▸ 課題の条件: バイオ医薬品とワクチンの生産体制についての文章を、最後の文の後から引き継いで書き進めてください。

▸ 提示された文章:
● ● ● ● ● ● ●

ポストコロナの現在、世界各国でバイオ医薬品とワクチンの両方に使用可能なデュアルユースの生産拠点が整備されています。平時は次世代医療の要となる細胞・遺伝子治療薬や抗体医薬品などのバイオ医薬品を生産し、感染症パンデミックの発生時には迅速なワクチン生産が可能となる体制が整えられようとしています。研究開発への投資も積極的に進められており、国が総力を挙げて、バイオ医薬品やワクチンの開発から生産までを支援しています。

● ● ● ● ● ● ●

▸ 元データ:

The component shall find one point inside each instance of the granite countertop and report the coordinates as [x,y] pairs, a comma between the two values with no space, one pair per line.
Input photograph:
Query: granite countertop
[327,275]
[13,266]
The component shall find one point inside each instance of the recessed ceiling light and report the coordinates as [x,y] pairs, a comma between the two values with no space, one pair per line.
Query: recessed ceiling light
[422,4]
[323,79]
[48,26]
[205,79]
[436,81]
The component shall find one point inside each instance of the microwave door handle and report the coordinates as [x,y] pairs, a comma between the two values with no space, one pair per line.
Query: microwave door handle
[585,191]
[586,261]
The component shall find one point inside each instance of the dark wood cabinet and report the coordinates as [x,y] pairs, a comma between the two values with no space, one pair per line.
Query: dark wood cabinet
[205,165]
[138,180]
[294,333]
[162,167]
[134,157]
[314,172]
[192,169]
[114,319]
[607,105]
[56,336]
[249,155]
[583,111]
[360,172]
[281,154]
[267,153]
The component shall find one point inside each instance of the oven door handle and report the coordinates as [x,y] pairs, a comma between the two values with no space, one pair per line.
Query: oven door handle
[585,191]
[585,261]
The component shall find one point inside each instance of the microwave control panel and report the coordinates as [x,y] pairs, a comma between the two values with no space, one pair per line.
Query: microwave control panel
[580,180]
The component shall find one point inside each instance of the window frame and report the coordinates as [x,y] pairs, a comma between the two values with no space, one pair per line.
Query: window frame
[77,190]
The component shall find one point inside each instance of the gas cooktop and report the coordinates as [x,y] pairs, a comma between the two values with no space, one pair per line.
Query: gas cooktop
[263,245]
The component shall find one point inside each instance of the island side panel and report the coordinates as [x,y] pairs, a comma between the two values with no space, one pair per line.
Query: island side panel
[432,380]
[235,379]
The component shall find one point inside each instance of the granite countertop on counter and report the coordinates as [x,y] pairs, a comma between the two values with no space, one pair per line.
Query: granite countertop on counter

● ● ● ● ● ● ●

▸ 課題の結果:
この社会環境のもと、分析・計測技術に対しては、遺伝子改変された細胞の安全性や有効性を評価する方法や、薬剤投与の要否を判断するために免疫機能を確認する方法などの基礎研究が求められています。加えて、大型機器や専門の訓練を必要としない簡便な検査、迅速・正確な診断を実現する分析・計測技術も重要となります。また、バイオ医薬品の開発段階から品質を作りこむ評価技術の開発や、細胞を培養して得られた生成物や培地成分などをモニタリングする品質・製造管理技術を確立するための応用研究および生産プロセス開発も必要とされています。これらの研究開発には、「細胞」「生命分子」「培養環境」を新たな手法で分析・計測することが不可欠です。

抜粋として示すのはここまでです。